=== Section Start ===
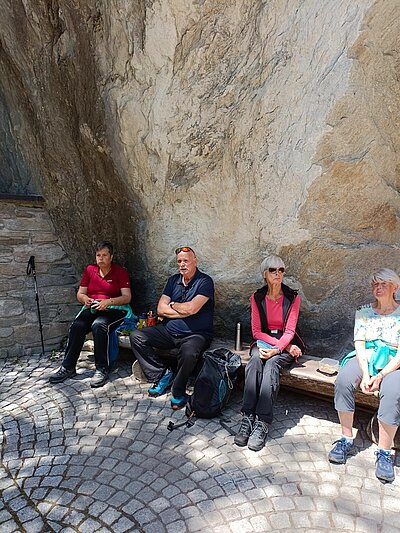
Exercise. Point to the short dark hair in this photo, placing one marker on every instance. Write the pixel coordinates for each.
(105, 244)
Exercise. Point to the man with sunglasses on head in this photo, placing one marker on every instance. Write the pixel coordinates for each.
(276, 344)
(187, 307)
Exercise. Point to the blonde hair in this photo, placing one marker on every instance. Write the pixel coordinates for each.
(385, 274)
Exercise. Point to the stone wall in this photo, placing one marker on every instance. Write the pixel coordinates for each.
=== Section End ===
YOUR OBJECTIVE =
The answer must be exactly the lines from the one containing "Exercise. Point to the blonde" through the final line of the data, both ends included, and nothing else.

SOLUTION =
Exercise. Point to the blonde hair in this photo, placing one marker on every instance. Write the pixel coordinates for each.
(385, 274)
Exercise. Point to the stone wall in this photo, placing one marker on every instance. Write the pixel coordinates for each.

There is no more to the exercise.